SUPPLIED DATA
============================================================

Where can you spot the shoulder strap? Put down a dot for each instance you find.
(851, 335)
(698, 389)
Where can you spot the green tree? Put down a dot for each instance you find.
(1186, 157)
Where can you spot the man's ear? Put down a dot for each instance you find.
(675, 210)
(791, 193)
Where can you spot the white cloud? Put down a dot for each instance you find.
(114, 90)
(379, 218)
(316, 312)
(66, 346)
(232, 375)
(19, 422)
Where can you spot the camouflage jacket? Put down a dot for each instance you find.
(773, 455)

============================================================

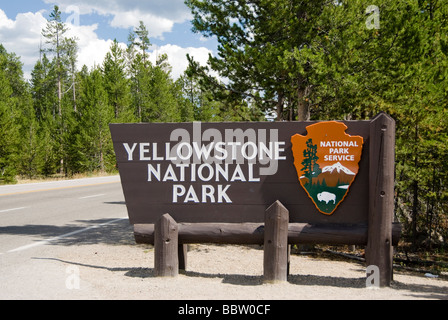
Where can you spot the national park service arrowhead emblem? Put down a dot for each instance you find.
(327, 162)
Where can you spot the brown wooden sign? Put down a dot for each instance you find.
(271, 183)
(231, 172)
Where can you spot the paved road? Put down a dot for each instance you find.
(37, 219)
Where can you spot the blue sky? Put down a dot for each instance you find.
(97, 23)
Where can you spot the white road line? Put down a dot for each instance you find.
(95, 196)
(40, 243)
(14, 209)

============================================================

WHAT YOU WILL DO
Locate each line in the material above that contains the word "instance" and copy those lines.

THE ANSWER
Where can you spot the shoulder strap? Put down a dot for each instance you find.
Where can you spot the green tree? Put down a dot for each instance you find.
Where can you spot the man's ear? Put down a dot for each instance you find.
Where can you spot the white cloud? Put down a dot for each instance you find.
Where can you spot the camouflage jacket? Put down a dot for each instance you find.
Where can you spot the national park service arrowhead emblem? Put down a dot for each instance you find.
Where can you spot the brown wooden sign? Put down a dot for each instance you find.
Where can you spot the paved road? Put down a dot for each instance you find.
Where can you spot the blue sky? Put down a dot for each instance you find.
Where can you spot the white road line? Put down a dot for each instance you find.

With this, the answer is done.